-- START OF Raw records --

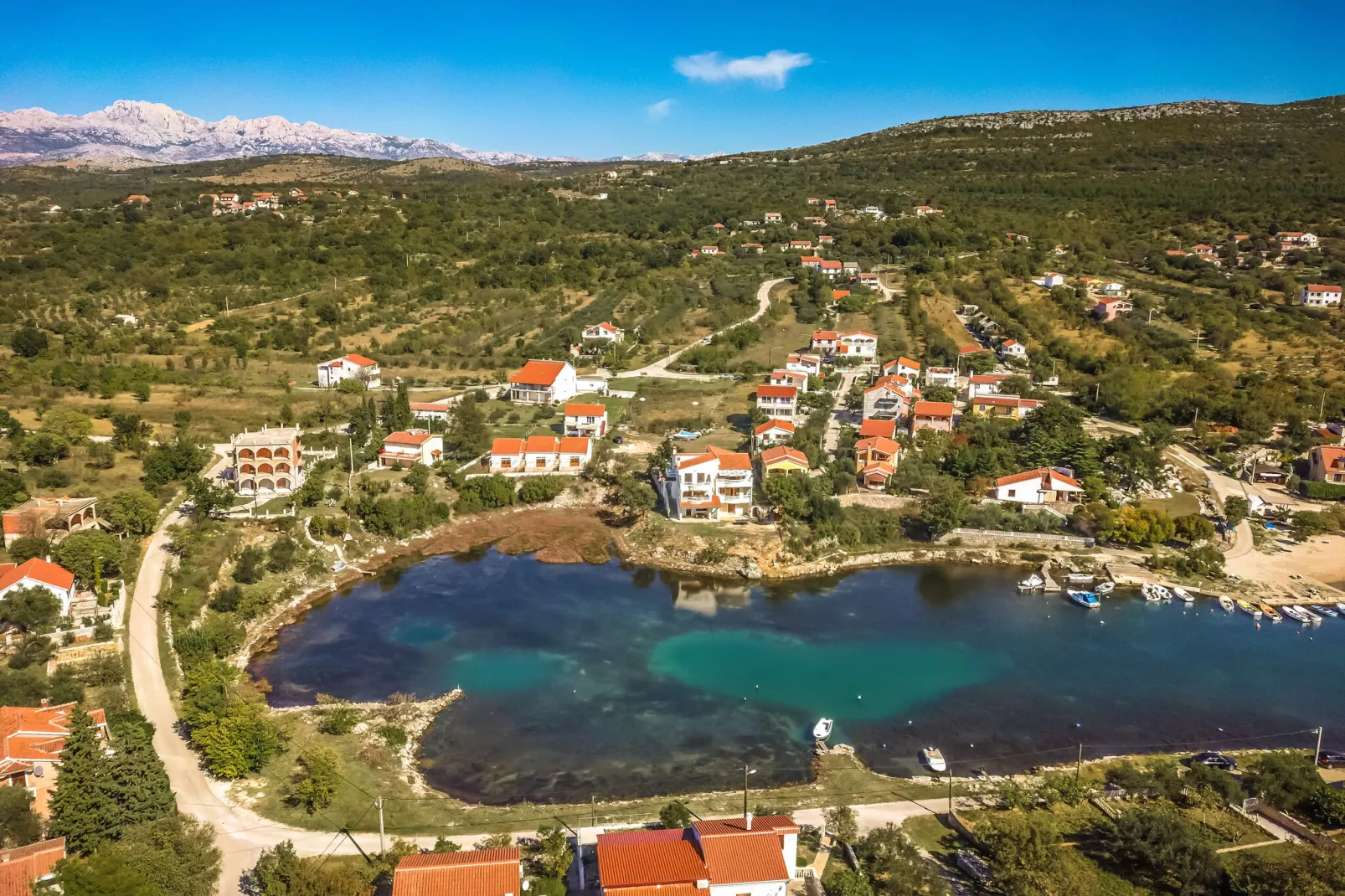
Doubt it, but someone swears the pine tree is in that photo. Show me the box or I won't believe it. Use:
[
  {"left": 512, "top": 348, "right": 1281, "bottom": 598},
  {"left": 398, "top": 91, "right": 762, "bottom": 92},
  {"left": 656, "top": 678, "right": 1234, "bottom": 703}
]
[{"left": 49, "top": 706, "right": 118, "bottom": 854}]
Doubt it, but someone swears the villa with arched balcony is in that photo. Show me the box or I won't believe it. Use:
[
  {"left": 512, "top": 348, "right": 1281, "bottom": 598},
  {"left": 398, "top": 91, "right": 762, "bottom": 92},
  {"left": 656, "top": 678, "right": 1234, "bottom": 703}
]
[{"left": 226, "top": 426, "right": 304, "bottom": 495}]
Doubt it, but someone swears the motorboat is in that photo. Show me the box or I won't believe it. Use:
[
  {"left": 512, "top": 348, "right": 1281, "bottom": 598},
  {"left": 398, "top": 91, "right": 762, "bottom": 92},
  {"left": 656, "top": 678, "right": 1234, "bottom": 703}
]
[
  {"left": 920, "top": 747, "right": 948, "bottom": 772},
  {"left": 1065, "top": 590, "right": 1101, "bottom": 610}
]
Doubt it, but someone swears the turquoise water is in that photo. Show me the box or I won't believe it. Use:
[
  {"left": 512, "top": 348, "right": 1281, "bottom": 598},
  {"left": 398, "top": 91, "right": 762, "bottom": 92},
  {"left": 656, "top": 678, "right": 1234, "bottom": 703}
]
[{"left": 251, "top": 550, "right": 1345, "bottom": 803}]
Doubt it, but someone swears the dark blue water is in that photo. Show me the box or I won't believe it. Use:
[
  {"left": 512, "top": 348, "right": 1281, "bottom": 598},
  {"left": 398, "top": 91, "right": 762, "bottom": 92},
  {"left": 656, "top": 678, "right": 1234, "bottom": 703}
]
[{"left": 251, "top": 550, "right": 1345, "bottom": 803}]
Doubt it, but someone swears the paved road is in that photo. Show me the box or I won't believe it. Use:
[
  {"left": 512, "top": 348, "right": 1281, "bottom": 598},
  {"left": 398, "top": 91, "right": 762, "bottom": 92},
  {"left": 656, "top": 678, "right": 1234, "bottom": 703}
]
[{"left": 619, "top": 277, "right": 787, "bottom": 381}]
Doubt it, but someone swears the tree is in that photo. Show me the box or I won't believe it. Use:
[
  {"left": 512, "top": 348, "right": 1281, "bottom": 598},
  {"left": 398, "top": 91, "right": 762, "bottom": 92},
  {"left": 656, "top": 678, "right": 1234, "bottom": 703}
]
[
  {"left": 285, "top": 747, "right": 340, "bottom": 816},
  {"left": 659, "top": 801, "right": 691, "bottom": 827},
  {"left": 102, "top": 488, "right": 159, "bottom": 538},
  {"left": 55, "top": 528, "right": 121, "bottom": 585},
  {"left": 822, "top": 806, "right": 859, "bottom": 843},
  {"left": 9, "top": 324, "right": 47, "bottom": 358},
  {"left": 1224, "top": 495, "right": 1250, "bottom": 526}
]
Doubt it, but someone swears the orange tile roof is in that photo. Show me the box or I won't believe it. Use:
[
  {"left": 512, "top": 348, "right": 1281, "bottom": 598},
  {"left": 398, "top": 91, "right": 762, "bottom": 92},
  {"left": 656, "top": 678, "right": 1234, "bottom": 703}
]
[
  {"left": 915, "top": 401, "right": 952, "bottom": 417},
  {"left": 523, "top": 436, "right": 561, "bottom": 455},
  {"left": 393, "top": 847, "right": 522, "bottom": 896},
  {"left": 508, "top": 361, "right": 565, "bottom": 386},
  {"left": 0, "top": 557, "right": 75, "bottom": 590},
  {"left": 561, "top": 436, "right": 589, "bottom": 455},
  {"left": 761, "top": 445, "right": 810, "bottom": 468}
]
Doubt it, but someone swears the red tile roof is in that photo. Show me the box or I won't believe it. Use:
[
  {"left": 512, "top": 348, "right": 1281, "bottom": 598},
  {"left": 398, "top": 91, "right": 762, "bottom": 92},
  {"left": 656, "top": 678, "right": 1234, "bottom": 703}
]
[
  {"left": 393, "top": 847, "right": 522, "bottom": 896},
  {"left": 508, "top": 361, "right": 565, "bottom": 386},
  {"left": 0, "top": 557, "right": 75, "bottom": 590}
]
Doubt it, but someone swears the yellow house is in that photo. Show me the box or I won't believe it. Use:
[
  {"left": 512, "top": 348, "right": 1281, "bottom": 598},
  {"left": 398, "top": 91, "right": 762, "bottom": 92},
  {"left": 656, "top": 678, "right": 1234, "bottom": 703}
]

-- END OF Raw records --

| What is being asked |
Count the lines in the data above that contain the word "roof" and give only that number.

| Written reply |
2